======== Material for this task ========

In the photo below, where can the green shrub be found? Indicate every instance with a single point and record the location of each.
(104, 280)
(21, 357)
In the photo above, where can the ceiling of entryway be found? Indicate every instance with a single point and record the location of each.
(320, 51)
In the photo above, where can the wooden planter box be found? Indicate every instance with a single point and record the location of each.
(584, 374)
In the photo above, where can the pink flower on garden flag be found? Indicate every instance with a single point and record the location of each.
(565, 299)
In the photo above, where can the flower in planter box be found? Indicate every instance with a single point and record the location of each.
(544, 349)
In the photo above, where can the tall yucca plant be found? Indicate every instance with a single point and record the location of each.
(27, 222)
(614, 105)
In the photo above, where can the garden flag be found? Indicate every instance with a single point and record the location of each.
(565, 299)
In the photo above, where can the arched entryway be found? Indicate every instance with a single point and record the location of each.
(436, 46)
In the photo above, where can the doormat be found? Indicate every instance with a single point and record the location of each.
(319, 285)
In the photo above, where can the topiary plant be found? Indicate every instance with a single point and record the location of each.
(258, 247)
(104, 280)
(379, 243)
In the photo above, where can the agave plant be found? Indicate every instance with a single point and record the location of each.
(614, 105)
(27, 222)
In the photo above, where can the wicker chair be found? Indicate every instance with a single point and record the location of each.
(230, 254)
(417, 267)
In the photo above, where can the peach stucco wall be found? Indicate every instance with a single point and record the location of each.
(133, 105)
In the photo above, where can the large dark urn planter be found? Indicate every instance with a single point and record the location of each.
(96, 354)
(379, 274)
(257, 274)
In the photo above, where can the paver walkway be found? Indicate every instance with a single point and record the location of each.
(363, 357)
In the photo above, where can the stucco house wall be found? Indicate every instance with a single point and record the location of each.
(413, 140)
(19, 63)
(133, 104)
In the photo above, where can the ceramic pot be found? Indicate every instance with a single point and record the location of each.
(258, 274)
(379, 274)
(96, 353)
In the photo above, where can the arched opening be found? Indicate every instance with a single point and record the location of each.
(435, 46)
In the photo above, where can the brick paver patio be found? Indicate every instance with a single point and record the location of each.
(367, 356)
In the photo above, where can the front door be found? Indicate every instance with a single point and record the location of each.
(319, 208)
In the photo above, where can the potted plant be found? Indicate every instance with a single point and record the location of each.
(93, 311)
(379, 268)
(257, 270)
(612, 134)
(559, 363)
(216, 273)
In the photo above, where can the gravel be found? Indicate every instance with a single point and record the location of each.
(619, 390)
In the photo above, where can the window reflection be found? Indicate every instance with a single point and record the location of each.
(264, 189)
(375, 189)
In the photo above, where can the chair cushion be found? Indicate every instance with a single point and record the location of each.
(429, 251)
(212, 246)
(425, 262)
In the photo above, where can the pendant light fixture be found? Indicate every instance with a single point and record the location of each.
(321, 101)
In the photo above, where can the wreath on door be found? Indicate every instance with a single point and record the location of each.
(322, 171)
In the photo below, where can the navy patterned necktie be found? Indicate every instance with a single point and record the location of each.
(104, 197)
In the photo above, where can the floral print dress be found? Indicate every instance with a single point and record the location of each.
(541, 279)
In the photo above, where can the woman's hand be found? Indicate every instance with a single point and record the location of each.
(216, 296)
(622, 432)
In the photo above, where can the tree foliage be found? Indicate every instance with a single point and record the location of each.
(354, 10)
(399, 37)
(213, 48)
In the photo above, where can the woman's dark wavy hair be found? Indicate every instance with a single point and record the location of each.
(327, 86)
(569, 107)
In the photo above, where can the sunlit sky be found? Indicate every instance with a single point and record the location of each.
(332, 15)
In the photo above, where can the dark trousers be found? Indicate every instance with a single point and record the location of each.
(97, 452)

========

Every one of the entries must be printed exactly.

In the photo below, where can the green shrub be found? Indicate every instance with a single point and record the location of each.
(104, 280)
(21, 357)
In the photo above, where can the ceiling of entryway be found? Indicate every instance with a single point and record the location of each.
(320, 51)
In the photo above, where can the wooden planter box be found? Indicate every instance with a single point and record the location of each.
(584, 374)
In the photo above, where can the pink flower on garden flag be found? Indicate every instance with a single point and record the location of each.
(565, 299)
In the photo above, where can the flower in planter box be found? Indicate every instance with a single point and record the location of each.
(544, 349)
In the photo above, where can the tall yucca plant be found? Indicate every instance with a single point and record the location of each.
(27, 222)
(614, 105)
In the photo above, where can the garden flag be found? Indicate every instance with a single point and record the location of each.
(565, 299)
In the photo above, where can the arched entryway be found? Indicate every instance with a single point and record the location of each.
(436, 46)
In the photo above, where can the doormat be found? Indicate every instance with a single point and record the location of each.
(319, 285)
In the photo above, where can the topiary plant be found? Indicate every instance with a single point and record the location of each.
(258, 247)
(104, 280)
(379, 243)
In the photo above, where can the agave plant be found? Indicate every instance with a single point and record the location of each.
(614, 105)
(27, 222)
In the photo above, where can the wicker chair be found? Indicate every instance with a single point and record the location of each.
(230, 254)
(417, 267)
In the photo above, where can the peach stucco wall be found? Indicate every instance with a single point and record the location of each.
(133, 105)
In the photo above, where can the large dark urn planter be found? Indicate every instance with a single point and record the location of each.
(96, 354)
(379, 274)
(257, 274)
In the photo above, where can the paver walkway be found? Indicate every instance with a single point and record the location of each.
(363, 357)
In the photo above, where can the stucco house wall be found? Indicate every instance with a single point and record the location of each.
(413, 140)
(19, 63)
(133, 104)
In the photo above, where can the ceramic pot be found? Indicate every instance with a single point and record the location of each.
(258, 274)
(379, 274)
(96, 353)
In the photo above, where can the arched opening be found? Indicate every instance with a single point and record the location of each.
(435, 46)
In the photo above, where can the brick paver patio be found? Indicate every instance with a single point and record the location of each.
(367, 356)
In the photo above, where can the front door be found? Indicate every instance with a single point and record the location of each.
(319, 208)
In the photo above, where can the potted plant be found? Indicate every instance with a single point and record the location of each.
(93, 311)
(379, 268)
(257, 270)
(612, 134)
(559, 363)
(216, 273)
In the photo above, where can the gravel be found? Indicate every instance with a single point and record the location of each.
(619, 390)
In the photo above, where can the window reflection be found? Indicate every instance with a single point and record the location of each.
(264, 189)
(375, 189)
In the photo above, where can the chair cushion be found? Indicate every instance with a single point and record the location of each.
(429, 251)
(212, 246)
(425, 262)
In the photo above, where can the pendant light fixture be found? Indicate every instance with a single point and record the location of each.
(321, 101)
In the photo above, where can the wreath on door be found? Indicate every instance with a single point and record the location of each.
(322, 171)
In the photo below, where can the navy patterned necktie be found? Indicate every instance with a single point and record the location of each.
(104, 197)
In the photo above, where can the floral print dress be found? Indicate every instance with a single point and record the location of each.
(541, 279)
In the photo above, where can the woman's hand be found? Indicate every instance with a single point and record the location of each.
(216, 296)
(622, 432)
In the photo above, where can the tree foliage be found? Indicate every instance with a single point and record the location of each.
(354, 10)
(399, 37)
(213, 48)
In the photo above, where can the woman's dark wavy hair be found? Indicate every instance with a single point and record the location of each.
(327, 86)
(569, 107)
In the photo above, where can the sunlit sky be found? Indicate every instance with a single point and record the location of each.
(332, 15)
In the photo above, where can the dark trousers be found? Indicate every instance with a single point and record the location of each.
(97, 452)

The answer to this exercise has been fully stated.